## PROVIDED DATA:
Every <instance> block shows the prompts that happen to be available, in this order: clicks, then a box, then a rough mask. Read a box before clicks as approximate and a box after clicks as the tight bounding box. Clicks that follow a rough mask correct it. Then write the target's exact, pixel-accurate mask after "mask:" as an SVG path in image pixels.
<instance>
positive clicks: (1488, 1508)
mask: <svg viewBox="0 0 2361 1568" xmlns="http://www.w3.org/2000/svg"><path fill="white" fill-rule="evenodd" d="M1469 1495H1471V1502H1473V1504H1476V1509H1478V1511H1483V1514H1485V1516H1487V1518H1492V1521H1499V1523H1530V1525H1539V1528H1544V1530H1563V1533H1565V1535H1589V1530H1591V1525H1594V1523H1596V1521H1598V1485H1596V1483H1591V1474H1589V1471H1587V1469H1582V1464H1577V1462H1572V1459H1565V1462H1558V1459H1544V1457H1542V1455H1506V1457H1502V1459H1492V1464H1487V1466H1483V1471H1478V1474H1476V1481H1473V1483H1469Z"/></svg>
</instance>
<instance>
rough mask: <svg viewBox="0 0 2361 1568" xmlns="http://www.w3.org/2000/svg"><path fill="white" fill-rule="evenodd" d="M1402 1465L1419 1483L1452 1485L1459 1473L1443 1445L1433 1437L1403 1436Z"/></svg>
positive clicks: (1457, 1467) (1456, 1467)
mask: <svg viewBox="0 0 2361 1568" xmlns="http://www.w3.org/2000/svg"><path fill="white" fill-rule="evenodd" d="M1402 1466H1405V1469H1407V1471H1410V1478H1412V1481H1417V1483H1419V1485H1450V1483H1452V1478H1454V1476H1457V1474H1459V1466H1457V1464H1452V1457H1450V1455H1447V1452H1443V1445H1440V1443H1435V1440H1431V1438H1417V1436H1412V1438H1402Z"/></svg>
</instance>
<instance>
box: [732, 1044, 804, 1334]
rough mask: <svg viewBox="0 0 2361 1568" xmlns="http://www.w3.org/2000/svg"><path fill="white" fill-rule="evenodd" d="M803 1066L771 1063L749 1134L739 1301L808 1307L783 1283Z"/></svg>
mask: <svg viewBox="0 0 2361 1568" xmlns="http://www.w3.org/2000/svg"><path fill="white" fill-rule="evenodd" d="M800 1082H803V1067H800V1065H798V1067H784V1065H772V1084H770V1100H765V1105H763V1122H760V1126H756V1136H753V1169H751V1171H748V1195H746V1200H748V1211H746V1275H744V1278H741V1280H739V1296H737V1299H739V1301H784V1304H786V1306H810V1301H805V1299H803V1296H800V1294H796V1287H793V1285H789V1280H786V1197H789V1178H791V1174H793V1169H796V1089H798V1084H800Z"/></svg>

## WORK TO BE COMPLETED:
Return exactly, and only, the lines above starting at the line that contains "1465L1419 1483L1452 1485L1459" and ending at the line that contains "box: [732, 1044, 804, 1334]".

## TASK OUTPUT:
rough mask: <svg viewBox="0 0 2361 1568" xmlns="http://www.w3.org/2000/svg"><path fill="white" fill-rule="evenodd" d="M1402 1465L1419 1483L1452 1485L1459 1473L1443 1445L1433 1437L1403 1436Z"/></svg>
positive clicks: (1457, 1467) (1456, 1467)
mask: <svg viewBox="0 0 2361 1568" xmlns="http://www.w3.org/2000/svg"><path fill="white" fill-rule="evenodd" d="M1402 1466H1405V1469H1407V1471H1410V1478H1412V1481H1417V1483H1419V1485H1450V1483H1452V1478H1454V1476H1457V1474H1459V1466H1457V1464H1452V1457H1450V1455H1447V1452H1443V1445H1440V1443H1435V1440H1431V1438H1417V1436H1412V1438H1402Z"/></svg>
</instance>
<instance>
box: [732, 1044, 804, 1334]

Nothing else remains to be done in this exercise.